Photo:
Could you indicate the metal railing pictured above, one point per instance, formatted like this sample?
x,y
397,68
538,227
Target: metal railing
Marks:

● Activity: The answer is the full data, repeated exactly as shown.

● Result:
Photo:
Could you indicate the metal railing pictured above, one point per instance, formatted like this sample?
x,y
397,68
538,227
Target: metal railing
Marks:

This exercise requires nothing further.